-- begin Given information --

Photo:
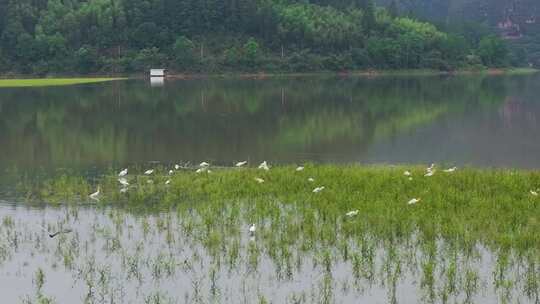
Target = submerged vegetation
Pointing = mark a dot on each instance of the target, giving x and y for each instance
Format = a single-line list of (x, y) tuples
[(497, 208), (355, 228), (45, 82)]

-- end Given information --
-- begin Given information --

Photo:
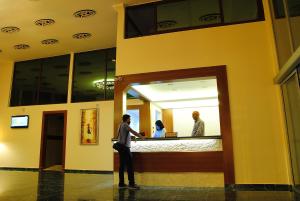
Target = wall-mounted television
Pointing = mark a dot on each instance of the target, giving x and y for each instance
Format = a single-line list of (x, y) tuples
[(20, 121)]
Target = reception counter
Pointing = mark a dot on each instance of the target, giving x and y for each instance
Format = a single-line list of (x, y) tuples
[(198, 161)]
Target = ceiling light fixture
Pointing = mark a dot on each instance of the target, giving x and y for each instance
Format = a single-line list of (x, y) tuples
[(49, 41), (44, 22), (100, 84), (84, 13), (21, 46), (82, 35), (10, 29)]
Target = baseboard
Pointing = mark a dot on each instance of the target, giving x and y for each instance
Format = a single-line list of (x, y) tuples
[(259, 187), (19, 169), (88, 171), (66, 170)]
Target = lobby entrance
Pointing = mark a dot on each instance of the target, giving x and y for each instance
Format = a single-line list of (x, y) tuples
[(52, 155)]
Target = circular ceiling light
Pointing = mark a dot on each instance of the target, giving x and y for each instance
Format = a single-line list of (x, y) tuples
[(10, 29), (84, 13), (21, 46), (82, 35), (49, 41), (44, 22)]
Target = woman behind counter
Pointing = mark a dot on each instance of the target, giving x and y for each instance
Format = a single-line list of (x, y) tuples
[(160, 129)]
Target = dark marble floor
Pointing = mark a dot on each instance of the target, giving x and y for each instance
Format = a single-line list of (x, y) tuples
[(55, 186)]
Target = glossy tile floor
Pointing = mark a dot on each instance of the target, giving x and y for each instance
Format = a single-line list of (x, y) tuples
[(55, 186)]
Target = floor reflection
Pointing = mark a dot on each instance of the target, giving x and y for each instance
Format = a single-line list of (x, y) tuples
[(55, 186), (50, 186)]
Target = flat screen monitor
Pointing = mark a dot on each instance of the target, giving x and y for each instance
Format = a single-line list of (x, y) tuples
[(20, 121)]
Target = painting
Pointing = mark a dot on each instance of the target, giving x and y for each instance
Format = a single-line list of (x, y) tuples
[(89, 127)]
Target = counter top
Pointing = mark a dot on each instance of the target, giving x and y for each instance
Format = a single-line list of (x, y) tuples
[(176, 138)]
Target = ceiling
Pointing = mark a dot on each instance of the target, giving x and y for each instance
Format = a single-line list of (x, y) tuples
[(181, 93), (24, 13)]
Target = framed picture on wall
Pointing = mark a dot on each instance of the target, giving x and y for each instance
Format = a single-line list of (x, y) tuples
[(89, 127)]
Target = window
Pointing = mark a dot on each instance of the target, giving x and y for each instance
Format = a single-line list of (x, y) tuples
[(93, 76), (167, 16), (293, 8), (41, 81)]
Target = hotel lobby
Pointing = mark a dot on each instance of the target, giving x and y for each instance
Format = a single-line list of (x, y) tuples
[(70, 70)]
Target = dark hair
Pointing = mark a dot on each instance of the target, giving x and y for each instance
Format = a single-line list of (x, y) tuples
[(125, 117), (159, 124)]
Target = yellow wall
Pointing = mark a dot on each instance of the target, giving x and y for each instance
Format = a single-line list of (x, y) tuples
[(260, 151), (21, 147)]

-- end Given information --

- [What to do]: Count the lines in the items above that contain the string "ceiling" and give only that number. The match is case-sensitive.

- [Output]: 3